SOURCE EXCERPT —
########################################
The Songs' misrepresentation claims may also fail for another reason. The claims are essentially a "recast" of their promissory estoppel claim. Nieto v. Litton Loan Servicing, LP, No. 2:10-cv-00223-GMN-GWF, 2011 WL 797496, at *6 (D. Nev. Feb. 23, 2011) (dismissing a tortious misrepresentation claim that was "recast" as the separately pled promissory estoppel claim). That is because, upon close inspection, the Songs really do not allege "any misrepresentation of past or present facts." Id. They "conflate misrepresentation with promissory estoppel; the former is based on a misrepresentation of an existing fact, whereas the latter is based on a misstatement of future intentions." Id. Danlag's statement that PHH would not foreclose on the first deed of trust is best viewed as a misstatement of future intentions and not as a misrepresentation of existing fact. See generally Tallman v. First Nat. Bank of Nev., 208 P.2d 302, 307 (Nev. 1949) ("[T]here is no inference of a fraudulent intent not to perform from the mere fact that a promise made is subsequently not performed.").
########################################
RECORDS PROVIDED —

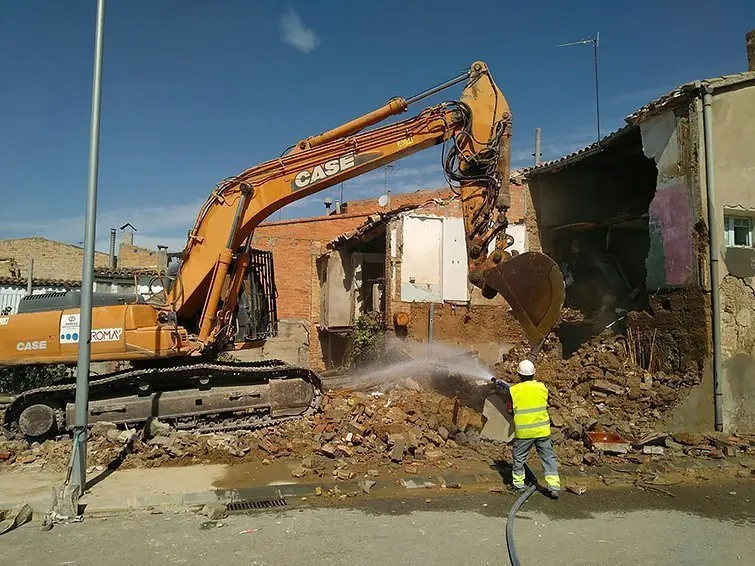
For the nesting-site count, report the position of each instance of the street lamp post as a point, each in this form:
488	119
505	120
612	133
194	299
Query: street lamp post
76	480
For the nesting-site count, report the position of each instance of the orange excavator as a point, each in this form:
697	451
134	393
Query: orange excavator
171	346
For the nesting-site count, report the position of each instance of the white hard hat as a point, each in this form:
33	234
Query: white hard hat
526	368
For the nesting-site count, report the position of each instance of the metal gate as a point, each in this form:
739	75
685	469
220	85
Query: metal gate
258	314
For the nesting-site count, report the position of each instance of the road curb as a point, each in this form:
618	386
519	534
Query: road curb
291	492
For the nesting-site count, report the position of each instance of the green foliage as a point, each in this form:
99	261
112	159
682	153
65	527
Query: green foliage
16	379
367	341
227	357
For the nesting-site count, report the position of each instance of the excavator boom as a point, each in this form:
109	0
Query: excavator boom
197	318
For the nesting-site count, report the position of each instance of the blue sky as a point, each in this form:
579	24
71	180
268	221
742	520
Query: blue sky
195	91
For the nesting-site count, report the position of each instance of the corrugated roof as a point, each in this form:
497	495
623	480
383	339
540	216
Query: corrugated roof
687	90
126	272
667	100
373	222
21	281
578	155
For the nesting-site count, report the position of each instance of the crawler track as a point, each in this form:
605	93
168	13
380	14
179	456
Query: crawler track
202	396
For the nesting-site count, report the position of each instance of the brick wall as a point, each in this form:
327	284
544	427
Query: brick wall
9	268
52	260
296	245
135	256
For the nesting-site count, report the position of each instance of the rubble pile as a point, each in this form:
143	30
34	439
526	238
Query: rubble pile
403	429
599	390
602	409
########################################
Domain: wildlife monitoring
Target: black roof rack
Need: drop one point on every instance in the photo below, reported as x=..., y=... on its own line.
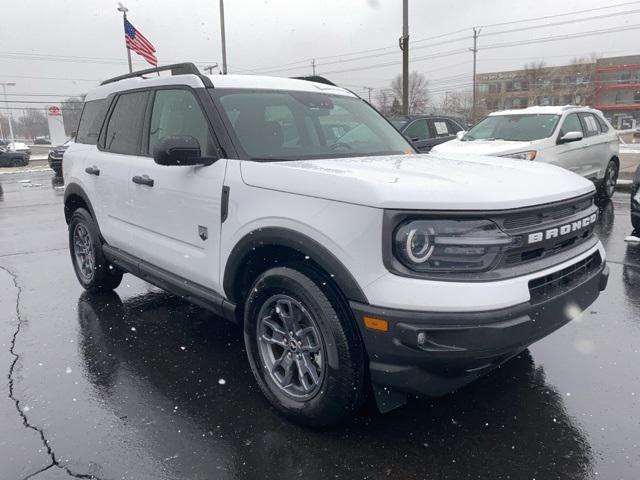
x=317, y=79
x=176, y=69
########################################
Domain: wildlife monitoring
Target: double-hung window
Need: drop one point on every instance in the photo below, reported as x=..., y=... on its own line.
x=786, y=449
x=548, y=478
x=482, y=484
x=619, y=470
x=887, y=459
########################################
OBJECTIVES —
**1.** Name every person, company, or other party that the excerpt on the misrepresentation claims mentions by name.
**2.** According to the excerpt on the misrepresentation claims, what separates misrepresentation from promissory estoppel?

IN RESPONSE —
**1.** the Songs, Nieto, Litton Loan Servicing, LP, Danlag, PHH, Tallman, First Nat. Bank of Nev.

**2.** Misrepresentation rests on a misrepresentation of an existing fact, while promissory estoppel rests on a misstatement of future intentions.